**Request**: Lay out the records below as a Markdown table with the columns "Row" and "Line," starting at the first line of the records and ending at the line that contains "x=133, y=221", both included. Number each line in the "Row" column, and leave out any blank lines.

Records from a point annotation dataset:
— Begin —
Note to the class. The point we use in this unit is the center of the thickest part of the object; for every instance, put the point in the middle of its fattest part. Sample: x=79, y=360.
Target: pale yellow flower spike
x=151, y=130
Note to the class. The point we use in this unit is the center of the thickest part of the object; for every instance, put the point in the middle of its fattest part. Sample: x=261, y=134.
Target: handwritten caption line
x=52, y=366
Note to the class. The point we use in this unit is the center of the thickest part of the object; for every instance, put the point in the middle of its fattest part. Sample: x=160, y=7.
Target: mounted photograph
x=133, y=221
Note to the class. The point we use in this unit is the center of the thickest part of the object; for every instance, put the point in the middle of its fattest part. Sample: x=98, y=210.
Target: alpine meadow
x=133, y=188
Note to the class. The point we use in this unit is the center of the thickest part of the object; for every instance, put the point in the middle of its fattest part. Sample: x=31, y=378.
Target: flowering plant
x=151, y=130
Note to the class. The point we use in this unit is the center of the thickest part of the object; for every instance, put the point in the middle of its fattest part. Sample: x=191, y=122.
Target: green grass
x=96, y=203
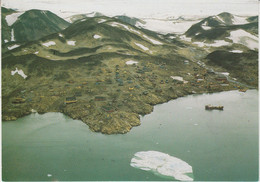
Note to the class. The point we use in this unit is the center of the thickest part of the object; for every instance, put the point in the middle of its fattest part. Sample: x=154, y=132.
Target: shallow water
x=219, y=145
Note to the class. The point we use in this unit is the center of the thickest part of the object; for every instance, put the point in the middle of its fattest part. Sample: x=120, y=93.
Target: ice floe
x=12, y=35
x=101, y=20
x=11, y=19
x=19, y=72
x=239, y=20
x=115, y=24
x=50, y=43
x=162, y=164
x=206, y=27
x=152, y=40
x=96, y=36
x=243, y=37
x=236, y=51
x=130, y=62
x=13, y=46
x=179, y=78
x=71, y=42
x=142, y=46
x=183, y=37
x=220, y=19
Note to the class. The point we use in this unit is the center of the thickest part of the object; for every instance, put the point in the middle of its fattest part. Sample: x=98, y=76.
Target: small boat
x=242, y=90
x=210, y=107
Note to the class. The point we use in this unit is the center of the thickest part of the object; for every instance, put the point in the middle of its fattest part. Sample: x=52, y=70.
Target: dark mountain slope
x=35, y=24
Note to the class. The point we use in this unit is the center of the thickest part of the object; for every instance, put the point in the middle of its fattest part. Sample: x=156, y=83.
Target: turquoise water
x=219, y=145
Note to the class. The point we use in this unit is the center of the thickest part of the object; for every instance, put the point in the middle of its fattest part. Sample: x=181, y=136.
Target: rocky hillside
x=223, y=27
x=104, y=72
x=21, y=27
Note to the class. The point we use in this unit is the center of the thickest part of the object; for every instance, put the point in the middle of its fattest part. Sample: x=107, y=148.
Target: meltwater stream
x=215, y=145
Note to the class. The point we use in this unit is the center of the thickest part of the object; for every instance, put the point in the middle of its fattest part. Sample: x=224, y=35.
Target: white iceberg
x=71, y=42
x=163, y=164
x=13, y=46
x=96, y=36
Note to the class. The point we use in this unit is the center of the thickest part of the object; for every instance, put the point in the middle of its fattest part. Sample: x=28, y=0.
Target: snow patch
x=19, y=72
x=96, y=36
x=141, y=46
x=238, y=20
x=152, y=40
x=11, y=19
x=115, y=24
x=50, y=43
x=243, y=37
x=130, y=62
x=166, y=26
x=13, y=46
x=217, y=43
x=236, y=51
x=12, y=35
x=163, y=164
x=71, y=42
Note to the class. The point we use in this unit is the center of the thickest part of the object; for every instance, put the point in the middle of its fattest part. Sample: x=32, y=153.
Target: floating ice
x=101, y=21
x=131, y=62
x=206, y=27
x=183, y=37
x=152, y=40
x=12, y=35
x=163, y=164
x=243, y=37
x=236, y=51
x=220, y=19
x=47, y=44
x=19, y=72
x=71, y=42
x=96, y=36
x=10, y=19
x=141, y=46
x=13, y=46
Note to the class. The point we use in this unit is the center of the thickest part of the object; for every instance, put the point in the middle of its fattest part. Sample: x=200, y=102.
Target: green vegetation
x=107, y=73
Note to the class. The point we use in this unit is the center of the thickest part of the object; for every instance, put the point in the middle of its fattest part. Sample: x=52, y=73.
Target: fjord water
x=219, y=145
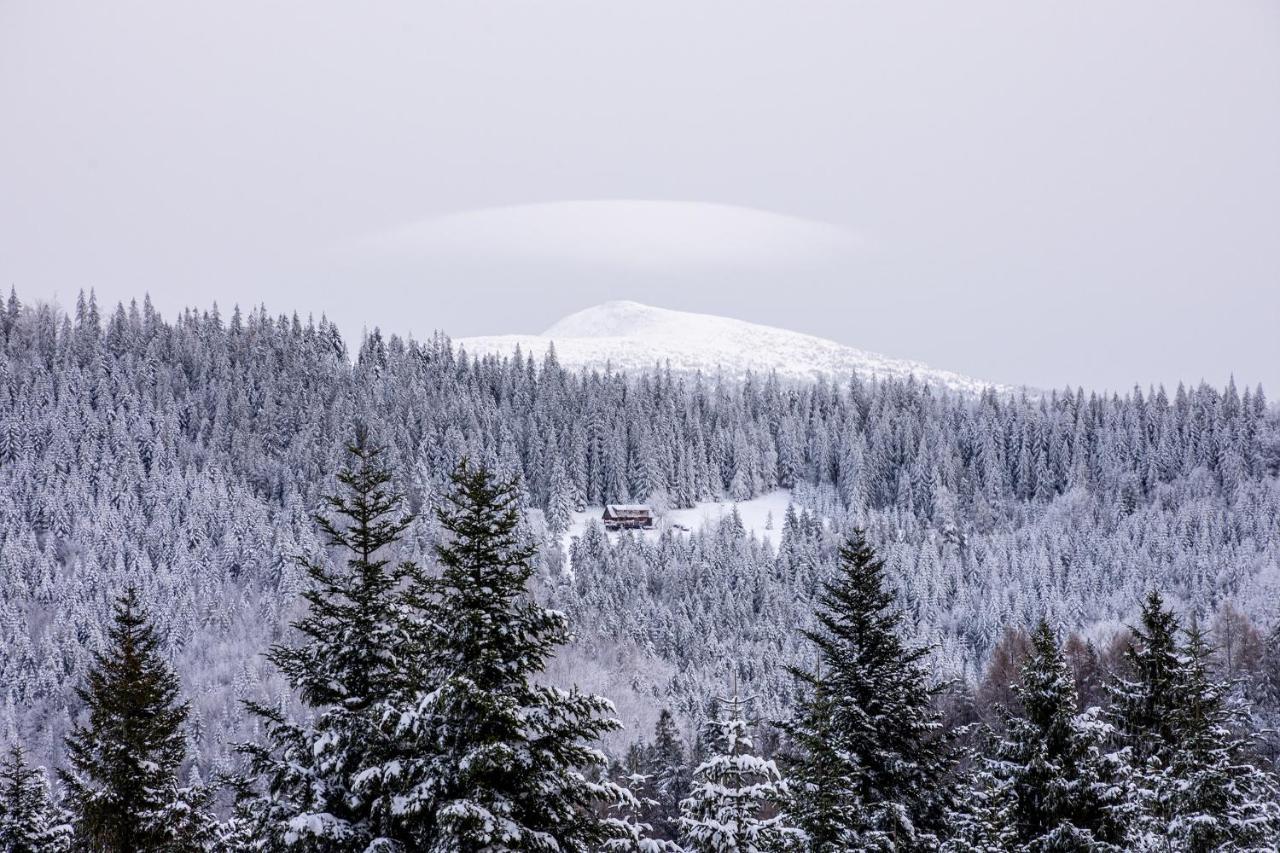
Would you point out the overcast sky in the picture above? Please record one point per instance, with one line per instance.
(1028, 192)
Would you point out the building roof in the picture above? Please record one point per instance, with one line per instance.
(627, 509)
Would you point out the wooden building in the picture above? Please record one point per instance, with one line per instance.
(627, 516)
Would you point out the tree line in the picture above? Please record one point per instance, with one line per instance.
(186, 459)
(425, 724)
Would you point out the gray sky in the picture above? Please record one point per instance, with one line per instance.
(1029, 192)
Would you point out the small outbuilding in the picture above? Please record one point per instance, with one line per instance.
(627, 516)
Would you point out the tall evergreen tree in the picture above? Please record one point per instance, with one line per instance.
(123, 765)
(30, 822)
(872, 763)
(734, 793)
(667, 775)
(501, 761)
(1046, 783)
(320, 793)
(1193, 787)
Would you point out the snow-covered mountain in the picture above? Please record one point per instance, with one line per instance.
(631, 337)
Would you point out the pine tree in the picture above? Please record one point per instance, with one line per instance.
(499, 760)
(667, 778)
(1193, 785)
(1216, 799)
(1047, 784)
(124, 762)
(732, 794)
(872, 762)
(1144, 706)
(28, 821)
(320, 789)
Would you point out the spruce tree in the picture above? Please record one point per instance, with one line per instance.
(667, 776)
(499, 761)
(1047, 783)
(30, 822)
(1216, 799)
(320, 793)
(872, 765)
(123, 765)
(1193, 787)
(734, 793)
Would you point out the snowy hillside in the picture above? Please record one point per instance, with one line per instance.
(630, 336)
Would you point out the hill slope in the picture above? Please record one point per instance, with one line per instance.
(629, 336)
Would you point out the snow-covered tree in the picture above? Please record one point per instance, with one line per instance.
(123, 763)
(30, 822)
(321, 780)
(1046, 783)
(732, 806)
(1194, 788)
(497, 761)
(872, 762)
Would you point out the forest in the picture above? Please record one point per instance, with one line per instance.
(986, 623)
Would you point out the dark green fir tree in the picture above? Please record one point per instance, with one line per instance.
(123, 763)
(872, 765)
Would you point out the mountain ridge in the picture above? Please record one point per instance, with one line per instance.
(629, 336)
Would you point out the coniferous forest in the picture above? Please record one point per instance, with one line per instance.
(265, 593)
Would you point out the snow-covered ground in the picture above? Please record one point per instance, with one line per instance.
(634, 337)
(762, 518)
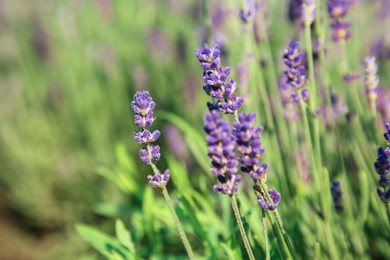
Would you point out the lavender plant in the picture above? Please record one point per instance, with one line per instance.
(244, 135)
(382, 167)
(143, 106)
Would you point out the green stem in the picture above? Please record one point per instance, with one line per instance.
(290, 249)
(178, 225)
(241, 227)
(264, 219)
(313, 90)
(172, 209)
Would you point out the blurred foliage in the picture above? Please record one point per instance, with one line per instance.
(68, 71)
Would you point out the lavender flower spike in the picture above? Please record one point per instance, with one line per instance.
(143, 106)
(221, 151)
(337, 8)
(249, 146)
(275, 197)
(371, 80)
(295, 71)
(308, 11)
(337, 196)
(209, 57)
(216, 79)
(382, 167)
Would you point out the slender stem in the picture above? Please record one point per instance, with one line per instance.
(241, 227)
(172, 209)
(264, 219)
(290, 249)
(313, 90)
(178, 225)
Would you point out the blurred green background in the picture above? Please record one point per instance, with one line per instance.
(68, 71)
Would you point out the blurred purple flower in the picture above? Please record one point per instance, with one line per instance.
(340, 31)
(371, 79)
(275, 197)
(337, 8)
(337, 196)
(382, 167)
(221, 151)
(350, 78)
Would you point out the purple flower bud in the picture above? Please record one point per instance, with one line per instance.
(159, 180)
(341, 31)
(382, 167)
(275, 197)
(221, 151)
(249, 145)
(337, 196)
(209, 58)
(142, 104)
(155, 153)
(295, 71)
(371, 79)
(337, 8)
(146, 137)
(308, 11)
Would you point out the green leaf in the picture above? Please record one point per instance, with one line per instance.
(124, 235)
(102, 242)
(114, 210)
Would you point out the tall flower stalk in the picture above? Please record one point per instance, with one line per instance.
(143, 106)
(382, 167)
(244, 136)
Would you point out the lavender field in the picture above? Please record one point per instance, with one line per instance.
(181, 129)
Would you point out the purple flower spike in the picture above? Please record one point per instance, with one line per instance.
(382, 167)
(143, 106)
(275, 197)
(159, 180)
(146, 137)
(341, 31)
(371, 79)
(155, 153)
(229, 185)
(249, 146)
(337, 8)
(295, 71)
(208, 57)
(308, 11)
(221, 151)
(337, 196)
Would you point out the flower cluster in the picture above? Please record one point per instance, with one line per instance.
(337, 196)
(217, 85)
(371, 79)
(275, 197)
(308, 12)
(337, 9)
(249, 146)
(143, 106)
(294, 10)
(220, 146)
(295, 71)
(382, 167)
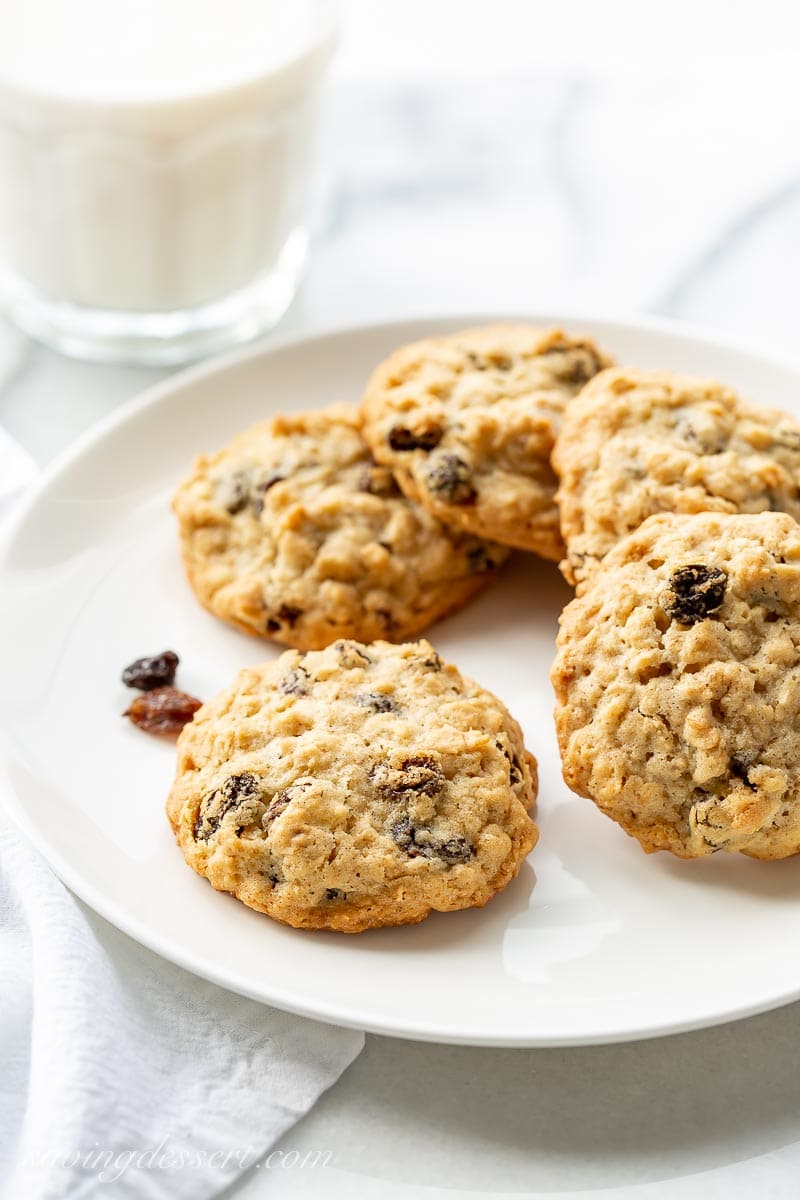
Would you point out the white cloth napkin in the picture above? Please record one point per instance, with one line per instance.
(120, 1073)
— End —
**Worked solution**:
| Row | Line |
|---|---|
| 1 | Note to the class. The point we use in this unit is the center of the thickest part of the object; for every instance, put the point in the middle of its fattest part. Sample: x=79, y=360. |
| 2 | Target: pale yellow flower spike |
| 3 | x=151, y=130 |
| 4 | Note to the class. The point we use in this unit is the center of the thickest part of the object; for every instance, put the point in the middle of its fattest part. Sample: x=261, y=134. |
| 5 | Target: handwritten caption line |
| 6 | x=52, y=366 |
| 7 | Note to the class. The point we use in this unit is the center of the thickest part of the object; for every instance, put the point in the middle of its fattest part. Sample: x=160, y=7. |
| 8 | Target: mounted photograph |
| 9 | x=133, y=221 |